Answer these questions about the Lincoln reminiscence below:
1. Where did the interview on board the River Queen take place?
2. Which newspaper published a version of Lincoln's story?
3. Which three men were said to have heard the story from Lincoln?

**Provided text:**
---
Among the reminiscences of Lincoln left by Editor Henry J. Raymond, is the following:

Among the stories told by Lincoln, which is freshest in my mind, one which he related to me shortly after its occurrence, belongs to the history of the famous interview on board the River Queen, at Hampton Roads, between himself and Secretary Seward and the rebel Peace Commissioners. It was reported at the time that the President told a "little story" on that occasion, and the inquiry went around among the newspapers, "What was it?"

The New York Herald published what purported to be a version of it, but the "point" was entirely lost, and it attracted no attention. Being in Washington a few days subsequent to the interview with the Commissioners (my previous sojourn there having terminated about the first of last August), I asked Mr. Lincoln one day if it was true that he told Stephens, Hunter and Campbell a story.
---
**Records shown:**
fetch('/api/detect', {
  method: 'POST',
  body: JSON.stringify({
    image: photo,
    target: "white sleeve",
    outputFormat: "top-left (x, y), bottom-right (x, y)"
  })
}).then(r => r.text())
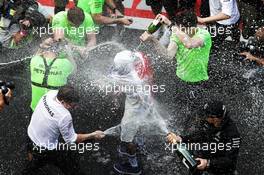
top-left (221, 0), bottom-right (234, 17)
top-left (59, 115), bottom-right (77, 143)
---
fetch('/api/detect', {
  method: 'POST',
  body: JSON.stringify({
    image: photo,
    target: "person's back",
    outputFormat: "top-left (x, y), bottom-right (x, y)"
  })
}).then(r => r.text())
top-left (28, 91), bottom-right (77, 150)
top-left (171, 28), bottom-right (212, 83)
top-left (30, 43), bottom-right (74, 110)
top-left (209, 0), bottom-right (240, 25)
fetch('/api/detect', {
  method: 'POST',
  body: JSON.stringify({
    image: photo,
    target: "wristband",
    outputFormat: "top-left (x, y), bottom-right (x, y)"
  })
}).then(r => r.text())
---
**Output for this task:**
1. Hampton Roads
2. The New York Herald
3. Stephens, Hunter and Campbell